# Set problem
Rewrite everything from the line containing "Where can the yellow fabric" down through the line containing "pixel 479 313", switching "innermost point" to "center point" and leaving the rest unchanged.
── Source data
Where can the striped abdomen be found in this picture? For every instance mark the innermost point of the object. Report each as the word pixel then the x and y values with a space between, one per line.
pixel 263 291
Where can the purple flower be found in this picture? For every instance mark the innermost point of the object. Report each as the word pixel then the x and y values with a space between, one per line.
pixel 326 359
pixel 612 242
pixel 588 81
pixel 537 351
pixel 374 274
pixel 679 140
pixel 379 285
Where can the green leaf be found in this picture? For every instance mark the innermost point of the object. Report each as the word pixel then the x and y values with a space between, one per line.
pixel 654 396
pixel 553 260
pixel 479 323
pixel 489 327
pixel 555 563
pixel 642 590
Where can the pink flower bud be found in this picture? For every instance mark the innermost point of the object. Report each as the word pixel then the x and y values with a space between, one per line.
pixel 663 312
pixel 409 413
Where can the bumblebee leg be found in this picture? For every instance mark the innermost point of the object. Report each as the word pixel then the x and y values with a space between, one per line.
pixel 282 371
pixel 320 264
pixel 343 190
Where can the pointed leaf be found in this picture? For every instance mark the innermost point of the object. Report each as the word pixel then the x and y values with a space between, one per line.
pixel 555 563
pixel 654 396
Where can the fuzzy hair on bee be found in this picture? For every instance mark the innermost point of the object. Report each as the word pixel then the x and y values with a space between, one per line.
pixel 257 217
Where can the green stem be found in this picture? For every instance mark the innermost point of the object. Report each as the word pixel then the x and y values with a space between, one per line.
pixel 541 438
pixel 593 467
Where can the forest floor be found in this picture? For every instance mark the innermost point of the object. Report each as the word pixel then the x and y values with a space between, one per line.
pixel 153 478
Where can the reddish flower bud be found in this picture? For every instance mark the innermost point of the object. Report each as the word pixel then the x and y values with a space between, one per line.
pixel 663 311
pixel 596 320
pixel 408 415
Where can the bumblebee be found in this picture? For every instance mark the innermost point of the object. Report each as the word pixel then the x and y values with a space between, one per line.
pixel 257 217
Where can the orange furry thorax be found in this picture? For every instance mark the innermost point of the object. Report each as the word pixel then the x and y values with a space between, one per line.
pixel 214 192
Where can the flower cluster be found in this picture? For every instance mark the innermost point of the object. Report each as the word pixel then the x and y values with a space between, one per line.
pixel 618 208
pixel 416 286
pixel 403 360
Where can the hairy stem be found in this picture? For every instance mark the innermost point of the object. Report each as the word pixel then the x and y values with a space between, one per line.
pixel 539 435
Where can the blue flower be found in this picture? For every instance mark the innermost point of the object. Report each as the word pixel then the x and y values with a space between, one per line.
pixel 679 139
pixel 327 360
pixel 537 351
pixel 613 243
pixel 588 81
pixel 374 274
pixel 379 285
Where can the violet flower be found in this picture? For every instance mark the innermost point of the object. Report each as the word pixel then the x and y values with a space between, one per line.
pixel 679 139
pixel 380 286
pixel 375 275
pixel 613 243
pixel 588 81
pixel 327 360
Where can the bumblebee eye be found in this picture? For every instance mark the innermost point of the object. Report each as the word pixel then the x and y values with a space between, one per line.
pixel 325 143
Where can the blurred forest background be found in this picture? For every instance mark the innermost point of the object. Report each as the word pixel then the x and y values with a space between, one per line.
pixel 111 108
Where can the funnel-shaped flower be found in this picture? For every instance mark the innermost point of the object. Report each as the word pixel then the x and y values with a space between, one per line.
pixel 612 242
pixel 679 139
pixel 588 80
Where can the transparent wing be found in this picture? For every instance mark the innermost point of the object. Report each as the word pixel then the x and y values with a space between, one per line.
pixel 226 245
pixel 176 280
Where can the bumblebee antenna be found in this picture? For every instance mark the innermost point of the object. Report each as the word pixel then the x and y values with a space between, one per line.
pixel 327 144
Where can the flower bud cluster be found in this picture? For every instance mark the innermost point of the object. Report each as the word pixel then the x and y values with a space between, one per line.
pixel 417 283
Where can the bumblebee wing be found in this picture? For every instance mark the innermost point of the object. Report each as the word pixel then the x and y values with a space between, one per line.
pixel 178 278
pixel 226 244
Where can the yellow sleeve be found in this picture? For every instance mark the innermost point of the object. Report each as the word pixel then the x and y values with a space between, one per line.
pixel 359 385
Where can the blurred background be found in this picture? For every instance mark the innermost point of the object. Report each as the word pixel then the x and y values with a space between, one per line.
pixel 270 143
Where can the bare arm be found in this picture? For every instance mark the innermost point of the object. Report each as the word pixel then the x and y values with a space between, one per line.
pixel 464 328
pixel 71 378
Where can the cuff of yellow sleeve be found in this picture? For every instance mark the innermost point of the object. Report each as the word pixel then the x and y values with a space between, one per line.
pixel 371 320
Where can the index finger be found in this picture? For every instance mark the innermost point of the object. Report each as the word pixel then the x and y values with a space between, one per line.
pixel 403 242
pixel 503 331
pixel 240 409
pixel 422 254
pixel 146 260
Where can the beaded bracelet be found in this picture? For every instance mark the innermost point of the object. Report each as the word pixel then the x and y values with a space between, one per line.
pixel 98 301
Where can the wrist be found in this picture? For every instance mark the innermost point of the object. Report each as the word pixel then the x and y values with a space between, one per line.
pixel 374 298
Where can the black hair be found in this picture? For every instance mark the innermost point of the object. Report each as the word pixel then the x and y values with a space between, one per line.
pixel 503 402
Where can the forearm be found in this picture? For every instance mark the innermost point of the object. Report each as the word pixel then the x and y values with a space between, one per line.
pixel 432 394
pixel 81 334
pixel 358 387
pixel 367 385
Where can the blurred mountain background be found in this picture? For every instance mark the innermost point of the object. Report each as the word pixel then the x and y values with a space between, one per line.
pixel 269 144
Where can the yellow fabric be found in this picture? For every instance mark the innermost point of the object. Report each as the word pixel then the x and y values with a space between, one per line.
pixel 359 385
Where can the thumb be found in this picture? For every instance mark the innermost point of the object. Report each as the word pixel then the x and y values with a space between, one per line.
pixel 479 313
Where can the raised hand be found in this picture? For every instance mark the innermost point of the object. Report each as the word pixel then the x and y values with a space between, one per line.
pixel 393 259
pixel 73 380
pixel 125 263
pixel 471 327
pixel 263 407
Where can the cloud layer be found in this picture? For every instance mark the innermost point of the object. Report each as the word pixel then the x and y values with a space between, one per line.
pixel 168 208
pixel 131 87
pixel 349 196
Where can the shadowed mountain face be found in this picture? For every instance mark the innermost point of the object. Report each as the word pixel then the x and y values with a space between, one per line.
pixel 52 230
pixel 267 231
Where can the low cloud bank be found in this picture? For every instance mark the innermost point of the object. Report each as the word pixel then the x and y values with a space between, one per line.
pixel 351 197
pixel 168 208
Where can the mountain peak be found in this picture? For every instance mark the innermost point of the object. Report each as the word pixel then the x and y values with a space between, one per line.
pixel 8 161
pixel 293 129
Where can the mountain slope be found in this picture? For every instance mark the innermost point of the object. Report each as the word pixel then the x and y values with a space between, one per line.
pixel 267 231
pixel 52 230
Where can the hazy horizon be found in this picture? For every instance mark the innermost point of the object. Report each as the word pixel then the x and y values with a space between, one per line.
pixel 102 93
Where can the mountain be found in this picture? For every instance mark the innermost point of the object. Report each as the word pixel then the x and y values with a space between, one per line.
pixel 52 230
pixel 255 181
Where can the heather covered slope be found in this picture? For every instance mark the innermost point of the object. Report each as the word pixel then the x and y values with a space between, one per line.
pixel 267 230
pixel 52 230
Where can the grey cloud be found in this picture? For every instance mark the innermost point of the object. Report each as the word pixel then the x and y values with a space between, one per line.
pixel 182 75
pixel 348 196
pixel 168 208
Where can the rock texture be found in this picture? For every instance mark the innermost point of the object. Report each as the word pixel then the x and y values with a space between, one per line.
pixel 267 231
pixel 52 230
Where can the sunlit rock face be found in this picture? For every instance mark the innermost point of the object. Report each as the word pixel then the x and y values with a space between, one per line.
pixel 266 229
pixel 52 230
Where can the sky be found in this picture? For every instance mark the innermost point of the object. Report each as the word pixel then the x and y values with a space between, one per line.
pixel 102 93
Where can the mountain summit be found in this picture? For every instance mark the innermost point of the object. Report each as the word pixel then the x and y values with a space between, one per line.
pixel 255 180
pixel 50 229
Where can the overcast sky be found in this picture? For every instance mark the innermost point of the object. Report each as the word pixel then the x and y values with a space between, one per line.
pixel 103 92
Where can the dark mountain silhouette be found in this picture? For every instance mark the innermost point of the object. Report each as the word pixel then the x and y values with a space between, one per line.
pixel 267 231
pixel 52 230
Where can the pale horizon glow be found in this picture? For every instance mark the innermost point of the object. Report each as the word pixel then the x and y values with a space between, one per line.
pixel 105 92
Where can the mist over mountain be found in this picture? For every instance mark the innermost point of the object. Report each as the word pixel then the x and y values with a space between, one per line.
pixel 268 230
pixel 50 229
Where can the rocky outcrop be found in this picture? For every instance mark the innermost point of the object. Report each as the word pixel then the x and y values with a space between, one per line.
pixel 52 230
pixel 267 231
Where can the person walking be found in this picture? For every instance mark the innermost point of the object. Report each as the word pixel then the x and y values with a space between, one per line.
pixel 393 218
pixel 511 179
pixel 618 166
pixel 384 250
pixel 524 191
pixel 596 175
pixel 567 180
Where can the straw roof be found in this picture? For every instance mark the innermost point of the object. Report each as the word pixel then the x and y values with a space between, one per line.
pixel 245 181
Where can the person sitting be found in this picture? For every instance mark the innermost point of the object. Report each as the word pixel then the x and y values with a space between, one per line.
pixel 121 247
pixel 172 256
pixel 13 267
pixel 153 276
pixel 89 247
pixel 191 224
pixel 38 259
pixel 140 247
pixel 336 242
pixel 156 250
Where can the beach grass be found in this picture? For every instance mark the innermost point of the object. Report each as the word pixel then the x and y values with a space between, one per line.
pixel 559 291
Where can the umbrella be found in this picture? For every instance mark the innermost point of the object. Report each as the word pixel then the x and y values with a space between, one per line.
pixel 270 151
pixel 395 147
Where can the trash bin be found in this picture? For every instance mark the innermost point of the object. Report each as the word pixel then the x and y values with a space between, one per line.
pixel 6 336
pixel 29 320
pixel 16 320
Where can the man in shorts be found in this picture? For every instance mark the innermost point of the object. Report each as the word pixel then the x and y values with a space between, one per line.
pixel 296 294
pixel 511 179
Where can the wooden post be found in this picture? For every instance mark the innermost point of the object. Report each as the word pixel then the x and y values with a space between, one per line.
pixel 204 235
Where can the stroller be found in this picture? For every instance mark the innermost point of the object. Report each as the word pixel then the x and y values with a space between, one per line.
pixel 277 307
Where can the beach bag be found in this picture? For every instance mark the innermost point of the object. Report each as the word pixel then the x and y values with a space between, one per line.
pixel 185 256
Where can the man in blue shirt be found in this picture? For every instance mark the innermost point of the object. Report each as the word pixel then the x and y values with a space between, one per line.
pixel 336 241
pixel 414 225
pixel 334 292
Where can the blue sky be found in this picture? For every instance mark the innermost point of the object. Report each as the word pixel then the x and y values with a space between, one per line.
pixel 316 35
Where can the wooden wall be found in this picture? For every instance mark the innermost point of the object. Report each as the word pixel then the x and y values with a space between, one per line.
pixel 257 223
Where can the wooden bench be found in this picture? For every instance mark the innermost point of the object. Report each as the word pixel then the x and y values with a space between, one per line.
────
# Expected answer
Where can the yellow fabric be found in this picture? For every instance mark the center point of the object. Report each as the word pixel then the x and y values with a space between, one per line.
pixel 359 385
Where can the thumb be found in this picture? For every instance mark the center point of the object. Report each as the word pixel then the x and y values with a space between, one per line.
pixel 479 313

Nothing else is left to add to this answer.